**Given request 1**: In the review about mrdangam-makers, who are the two students Vaidyanatha Iyer taught that made him "an unusual man"?
**Given request 2**: Condense the paragraph of the mrdangam-makers review that begins "The ultimate custodian of the aesthetic" into a shorter version that keeps its main facts.
**Given request 3**: Continue the review about mrdangam-makers from the point where it stops.

**Extracted text**:
════════

Like an anthropologist, Krishna takes the reader on walks into the field. The descriptions unfold through his view of the present lives of several makers in Thanjavur and Madras, as well as stories about their fathers and grandfathers, to layout family histories, the emergence of mrdangam-making techniques, the physical processes involved, material procurement chains and the qualitative and normative assessments of all these that are inscribed by caste and gender.
The stories of the mrdangam-makers and their relationships with musicians bring alive the contradictions that dog the playing out as well as the persistence of caste relationships in the world of Carnatic music. There are examples of how some rigid caste boundaries are breached, though this is highly qualified by rules set by the players. Vaidyanatha Iyer, Krishna writes, was “an unusual man… He taught a Muslim lad and a female student…it is safe to assume that, within each one of these uncommon relationships, Iyer had set regulations for both himself and the student, and these allowed him to maintain his own notion of purity.”
The ultimate custodian of the aesthetic remains the Brahmin mrdangam player, even as he might rely on the skill of the producer to deliver the requisite quality on the basis of the nuances of the former’s judgment. Is this, then, an important dimension of the relationship, the unacknowledged acceptance of the aesthetic abilities of the producer that in turn allows for the breaching of caste boundaries? Krishna finds self-deprecation mixed with pride in the makers’ testimonies of how they learned a lot from observing the artists play, implying a one-way transmission of the demands of the aesthetic, rather than a two-way process of co-creation.

════════

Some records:
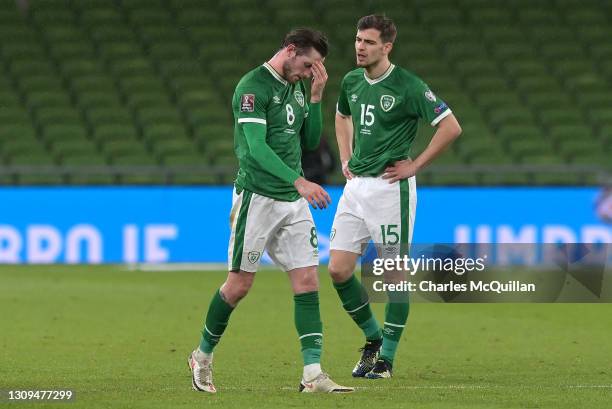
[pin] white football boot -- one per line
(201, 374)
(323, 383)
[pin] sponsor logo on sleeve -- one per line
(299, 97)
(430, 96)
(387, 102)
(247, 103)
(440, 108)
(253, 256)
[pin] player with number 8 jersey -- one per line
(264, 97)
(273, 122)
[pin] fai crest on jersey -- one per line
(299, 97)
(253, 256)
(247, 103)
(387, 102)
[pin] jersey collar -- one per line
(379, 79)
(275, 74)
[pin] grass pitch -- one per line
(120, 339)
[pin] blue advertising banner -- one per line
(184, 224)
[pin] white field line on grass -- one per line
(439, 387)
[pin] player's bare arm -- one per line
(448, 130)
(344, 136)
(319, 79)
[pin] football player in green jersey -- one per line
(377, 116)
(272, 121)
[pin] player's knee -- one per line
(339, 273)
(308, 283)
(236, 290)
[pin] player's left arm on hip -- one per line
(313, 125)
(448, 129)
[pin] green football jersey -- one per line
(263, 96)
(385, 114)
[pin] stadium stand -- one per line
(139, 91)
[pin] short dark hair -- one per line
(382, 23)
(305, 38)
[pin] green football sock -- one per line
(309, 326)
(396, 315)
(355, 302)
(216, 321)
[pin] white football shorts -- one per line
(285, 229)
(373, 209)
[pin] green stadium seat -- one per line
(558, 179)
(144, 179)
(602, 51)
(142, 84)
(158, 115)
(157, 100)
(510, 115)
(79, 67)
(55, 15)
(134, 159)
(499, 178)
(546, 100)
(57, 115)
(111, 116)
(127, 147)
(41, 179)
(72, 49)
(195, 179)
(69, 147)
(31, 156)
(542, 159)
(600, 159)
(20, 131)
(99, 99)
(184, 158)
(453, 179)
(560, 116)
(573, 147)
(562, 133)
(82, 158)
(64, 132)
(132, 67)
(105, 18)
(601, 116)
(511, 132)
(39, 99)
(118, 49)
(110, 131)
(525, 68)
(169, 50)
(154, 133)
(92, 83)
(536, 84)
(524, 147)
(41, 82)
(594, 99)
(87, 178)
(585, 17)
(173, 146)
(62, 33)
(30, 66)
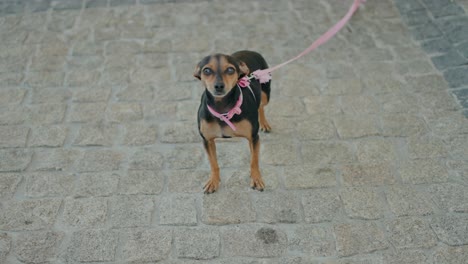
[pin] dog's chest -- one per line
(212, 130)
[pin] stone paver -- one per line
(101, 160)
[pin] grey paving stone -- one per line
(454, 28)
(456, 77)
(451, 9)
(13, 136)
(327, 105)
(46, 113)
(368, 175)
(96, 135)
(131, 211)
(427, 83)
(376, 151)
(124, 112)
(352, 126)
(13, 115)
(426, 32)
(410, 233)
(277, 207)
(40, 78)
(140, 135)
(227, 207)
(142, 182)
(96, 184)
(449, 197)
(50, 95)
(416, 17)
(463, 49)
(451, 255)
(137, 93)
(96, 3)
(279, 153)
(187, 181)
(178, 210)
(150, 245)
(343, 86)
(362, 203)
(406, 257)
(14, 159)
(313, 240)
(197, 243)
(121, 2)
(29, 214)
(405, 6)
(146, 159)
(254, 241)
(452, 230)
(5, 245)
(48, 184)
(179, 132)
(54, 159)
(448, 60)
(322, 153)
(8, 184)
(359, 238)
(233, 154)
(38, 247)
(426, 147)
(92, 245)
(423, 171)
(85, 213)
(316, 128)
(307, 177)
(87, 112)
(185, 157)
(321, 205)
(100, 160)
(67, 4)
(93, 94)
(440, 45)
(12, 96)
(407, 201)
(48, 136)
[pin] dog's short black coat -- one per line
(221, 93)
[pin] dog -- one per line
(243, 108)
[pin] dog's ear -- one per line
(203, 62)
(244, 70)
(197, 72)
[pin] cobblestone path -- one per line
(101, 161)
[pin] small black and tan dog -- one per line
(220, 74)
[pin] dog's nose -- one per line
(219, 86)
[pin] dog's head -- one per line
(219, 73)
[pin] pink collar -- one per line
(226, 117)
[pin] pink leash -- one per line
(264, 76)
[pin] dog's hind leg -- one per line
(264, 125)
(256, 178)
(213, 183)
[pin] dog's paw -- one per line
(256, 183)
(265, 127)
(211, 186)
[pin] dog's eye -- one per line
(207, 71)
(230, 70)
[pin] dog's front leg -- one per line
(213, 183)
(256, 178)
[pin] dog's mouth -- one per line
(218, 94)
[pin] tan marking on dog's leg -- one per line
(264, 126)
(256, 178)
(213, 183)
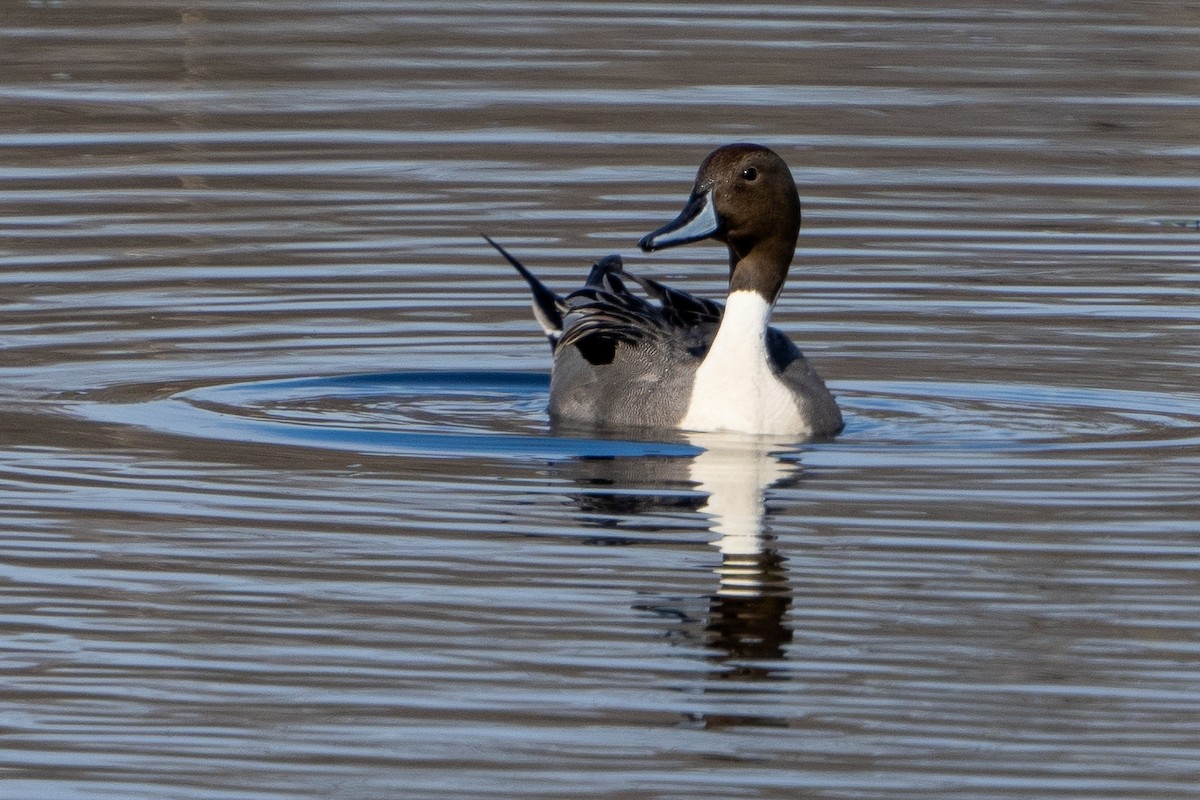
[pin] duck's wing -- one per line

════════

**Final answer 1**: He taught a Muslim lad and a female student.

**Final answer 2**: The Brahmin mrdangam player remains the final judge of the aesthetic, though he relies on the maker's skill to achieve the quality his judgment demands. The review asks whether this unacknowledged reliance on the maker's aesthetic ability is what allows caste boundaries to be breached. In the makers' accounts, Krishna finds self-deprecation mixed with pride about how much they learned from watching artists play. This suggests the aesthetic is passed one way, from player to maker, rather than created by both together.

**Final answer 3**:
Some players are non-Brahmins not only of the mrdangam but also of the violin , like Rajamanickam Pillai from the Isaivellalar community, but they remain not only much less acknowledged in comparison to doyens like Palghat Mani Iyer, but are also subjected to ritual discrimination. Krishna dwells on how Palghat Mani Iyer’s status got elevated to a level that cannot be explained only by his great artistry and virtuosity, but reveals processes of hierarchisation that characterise Carnatic music.
The book eloquently brings together what could otherwise be an unwieldy and ambitious set of issues that undergird the reality of mrdangam-making in South India. Unusual for music writing in India, descriptions of the materiality of the mrdangam is combined with a nuanced understanding of how social relations unfold through these materials being put together in the production of sound. At the same time, the aesthetic dimensions of the production of percussion sound are explored through his musician’s acumen, but with full recognition and detailing of the process of knowledge transmission between the musician and the mrdangam-maker. The book is thus an important contribution to the world of Indian classical music.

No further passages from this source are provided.